Problem details →
Pick out every line below that contains the word "blue", and copy each one.

= = =

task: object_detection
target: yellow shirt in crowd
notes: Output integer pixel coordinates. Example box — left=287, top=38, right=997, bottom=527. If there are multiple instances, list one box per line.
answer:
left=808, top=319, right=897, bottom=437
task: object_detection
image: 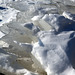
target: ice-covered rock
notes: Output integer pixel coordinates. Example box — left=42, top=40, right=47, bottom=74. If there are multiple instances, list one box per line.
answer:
left=62, top=12, right=75, bottom=21
left=0, top=7, right=19, bottom=26
left=42, top=14, right=75, bottom=32
left=32, top=31, right=75, bottom=75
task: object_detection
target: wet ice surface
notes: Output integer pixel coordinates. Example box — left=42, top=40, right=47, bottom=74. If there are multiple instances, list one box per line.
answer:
left=0, top=0, right=75, bottom=75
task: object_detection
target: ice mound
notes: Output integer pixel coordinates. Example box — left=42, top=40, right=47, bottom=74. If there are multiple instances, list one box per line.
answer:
left=32, top=31, right=75, bottom=75
left=42, top=14, right=75, bottom=32
left=0, top=7, right=19, bottom=26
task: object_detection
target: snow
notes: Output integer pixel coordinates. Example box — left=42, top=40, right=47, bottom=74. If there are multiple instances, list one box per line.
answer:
left=0, top=0, right=75, bottom=75
left=32, top=32, right=73, bottom=75
left=32, top=14, right=75, bottom=75
left=0, top=7, right=19, bottom=26
left=0, top=31, right=5, bottom=38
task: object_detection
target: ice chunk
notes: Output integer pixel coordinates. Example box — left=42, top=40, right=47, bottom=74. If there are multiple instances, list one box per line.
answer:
left=0, top=31, right=5, bottom=38
left=32, top=31, right=75, bottom=75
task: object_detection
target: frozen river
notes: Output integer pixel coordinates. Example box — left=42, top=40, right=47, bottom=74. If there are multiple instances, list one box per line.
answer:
left=0, top=0, right=75, bottom=75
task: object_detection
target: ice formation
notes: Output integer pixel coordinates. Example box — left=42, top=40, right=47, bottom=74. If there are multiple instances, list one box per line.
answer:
left=0, top=0, right=75, bottom=75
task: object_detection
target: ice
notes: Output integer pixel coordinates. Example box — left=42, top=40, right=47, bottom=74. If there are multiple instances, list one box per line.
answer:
left=0, top=0, right=75, bottom=75
left=32, top=31, right=74, bottom=75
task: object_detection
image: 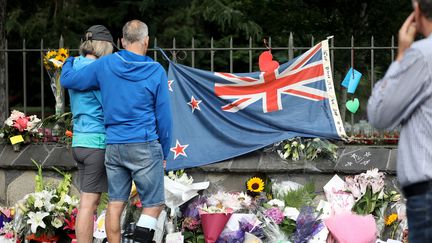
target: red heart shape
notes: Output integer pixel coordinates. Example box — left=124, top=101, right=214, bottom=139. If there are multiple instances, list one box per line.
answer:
left=258, top=51, right=279, bottom=72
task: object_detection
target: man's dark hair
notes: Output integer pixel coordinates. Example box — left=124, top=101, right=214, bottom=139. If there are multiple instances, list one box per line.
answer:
left=416, top=0, right=432, bottom=20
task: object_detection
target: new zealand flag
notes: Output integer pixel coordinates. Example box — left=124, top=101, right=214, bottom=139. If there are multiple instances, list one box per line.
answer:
left=167, top=40, right=345, bottom=170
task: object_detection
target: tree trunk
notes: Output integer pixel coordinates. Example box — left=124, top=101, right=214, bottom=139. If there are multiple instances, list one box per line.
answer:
left=0, top=0, right=9, bottom=124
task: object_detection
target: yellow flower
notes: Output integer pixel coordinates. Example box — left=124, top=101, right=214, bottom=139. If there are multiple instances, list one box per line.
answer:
left=385, top=213, right=398, bottom=225
left=57, top=48, right=69, bottom=59
left=45, top=50, right=57, bottom=60
left=246, top=177, right=264, bottom=192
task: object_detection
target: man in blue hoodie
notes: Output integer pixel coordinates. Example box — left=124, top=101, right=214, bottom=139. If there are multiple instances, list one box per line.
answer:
left=60, top=20, right=172, bottom=243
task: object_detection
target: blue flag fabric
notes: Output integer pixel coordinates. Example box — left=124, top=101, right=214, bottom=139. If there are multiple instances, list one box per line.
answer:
left=167, top=40, right=345, bottom=170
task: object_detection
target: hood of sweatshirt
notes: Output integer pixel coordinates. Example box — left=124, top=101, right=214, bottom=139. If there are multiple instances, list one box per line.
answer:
left=109, top=50, right=160, bottom=82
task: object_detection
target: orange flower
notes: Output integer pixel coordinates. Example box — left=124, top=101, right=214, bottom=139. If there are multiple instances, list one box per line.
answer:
left=65, top=130, right=73, bottom=138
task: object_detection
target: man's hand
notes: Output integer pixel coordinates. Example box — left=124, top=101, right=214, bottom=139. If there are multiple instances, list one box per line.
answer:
left=396, top=13, right=417, bottom=61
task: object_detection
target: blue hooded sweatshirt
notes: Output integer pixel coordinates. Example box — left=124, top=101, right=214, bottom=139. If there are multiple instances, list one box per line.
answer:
left=60, top=50, right=172, bottom=159
left=68, top=56, right=106, bottom=149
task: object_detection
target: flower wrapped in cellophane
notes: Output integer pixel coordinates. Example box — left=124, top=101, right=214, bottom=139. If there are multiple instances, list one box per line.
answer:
left=44, top=48, right=69, bottom=115
left=14, top=161, right=79, bottom=242
left=0, top=110, right=43, bottom=144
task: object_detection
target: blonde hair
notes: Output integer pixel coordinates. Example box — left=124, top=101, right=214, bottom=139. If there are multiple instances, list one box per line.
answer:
left=79, top=33, right=113, bottom=58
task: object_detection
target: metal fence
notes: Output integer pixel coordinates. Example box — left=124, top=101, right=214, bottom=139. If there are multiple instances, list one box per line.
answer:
left=0, top=33, right=397, bottom=140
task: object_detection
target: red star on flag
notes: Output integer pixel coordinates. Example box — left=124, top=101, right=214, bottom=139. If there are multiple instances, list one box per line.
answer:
left=168, top=80, right=174, bottom=92
left=188, top=95, right=202, bottom=113
left=170, top=140, right=189, bottom=159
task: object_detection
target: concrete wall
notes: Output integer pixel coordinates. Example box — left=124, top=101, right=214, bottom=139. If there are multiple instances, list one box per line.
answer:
left=0, top=144, right=397, bottom=205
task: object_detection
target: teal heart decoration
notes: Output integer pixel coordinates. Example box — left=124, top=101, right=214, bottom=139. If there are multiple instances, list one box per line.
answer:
left=345, top=98, right=360, bottom=113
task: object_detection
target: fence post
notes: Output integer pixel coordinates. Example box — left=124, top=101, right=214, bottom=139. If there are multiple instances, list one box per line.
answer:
left=172, top=38, right=177, bottom=62
left=40, top=39, right=45, bottom=119
left=370, top=36, right=375, bottom=92
left=153, top=37, right=158, bottom=62
left=249, top=36, right=252, bottom=73
left=288, top=32, right=294, bottom=60
left=22, top=39, right=27, bottom=114
left=210, top=37, right=214, bottom=72
left=191, top=37, right=195, bottom=68
left=230, top=36, right=233, bottom=73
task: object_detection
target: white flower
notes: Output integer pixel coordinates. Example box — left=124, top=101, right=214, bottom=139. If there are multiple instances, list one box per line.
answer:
left=267, top=199, right=285, bottom=210
left=9, top=110, right=25, bottom=121
left=284, top=207, right=300, bottom=221
left=27, top=212, right=49, bottom=233
left=51, top=217, right=63, bottom=229
left=5, top=118, right=13, bottom=127
left=176, top=173, right=193, bottom=185
left=34, top=198, right=46, bottom=209
left=237, top=192, right=252, bottom=207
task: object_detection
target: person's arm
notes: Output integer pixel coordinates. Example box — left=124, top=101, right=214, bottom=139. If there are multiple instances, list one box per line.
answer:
left=367, top=49, right=431, bottom=129
left=155, top=67, right=172, bottom=160
left=60, top=57, right=101, bottom=91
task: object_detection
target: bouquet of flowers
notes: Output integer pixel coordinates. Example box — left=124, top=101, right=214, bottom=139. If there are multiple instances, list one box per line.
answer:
left=14, top=161, right=78, bottom=242
left=0, top=110, right=43, bottom=144
left=44, top=48, right=69, bottom=115
left=0, top=207, right=15, bottom=240
left=345, top=168, right=400, bottom=216
left=279, top=137, right=338, bottom=161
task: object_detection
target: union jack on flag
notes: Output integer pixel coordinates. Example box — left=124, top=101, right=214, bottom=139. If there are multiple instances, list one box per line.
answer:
left=167, top=40, right=345, bottom=170
left=215, top=43, right=327, bottom=112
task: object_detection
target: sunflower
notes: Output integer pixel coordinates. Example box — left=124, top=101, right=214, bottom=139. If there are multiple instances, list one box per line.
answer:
left=246, top=177, right=264, bottom=192
left=57, top=48, right=69, bottom=59
left=385, top=213, right=398, bottom=226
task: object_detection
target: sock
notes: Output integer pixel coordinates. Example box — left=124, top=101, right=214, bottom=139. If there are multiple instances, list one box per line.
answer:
left=136, top=214, right=157, bottom=230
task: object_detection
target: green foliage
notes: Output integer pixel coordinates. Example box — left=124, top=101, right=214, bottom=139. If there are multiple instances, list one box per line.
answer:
left=96, top=192, right=109, bottom=215
left=279, top=217, right=297, bottom=236
left=31, top=159, right=45, bottom=192
left=281, top=137, right=338, bottom=161
left=283, top=183, right=316, bottom=210
left=352, top=186, right=389, bottom=216
left=183, top=230, right=205, bottom=243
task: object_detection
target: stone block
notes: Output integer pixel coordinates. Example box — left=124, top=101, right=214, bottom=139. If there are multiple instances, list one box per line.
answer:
left=43, top=147, right=76, bottom=169
left=335, top=146, right=391, bottom=174
left=12, top=144, right=54, bottom=168
left=387, top=149, right=398, bottom=174
left=229, top=152, right=263, bottom=173
left=6, top=171, right=79, bottom=206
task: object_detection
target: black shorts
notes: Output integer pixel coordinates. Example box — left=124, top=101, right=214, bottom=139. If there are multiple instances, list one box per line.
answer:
left=72, top=147, right=108, bottom=193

= = =

Task solution →
target: man in blue hoodie
target: blue flag fabric
target: blue hooded sweatshirt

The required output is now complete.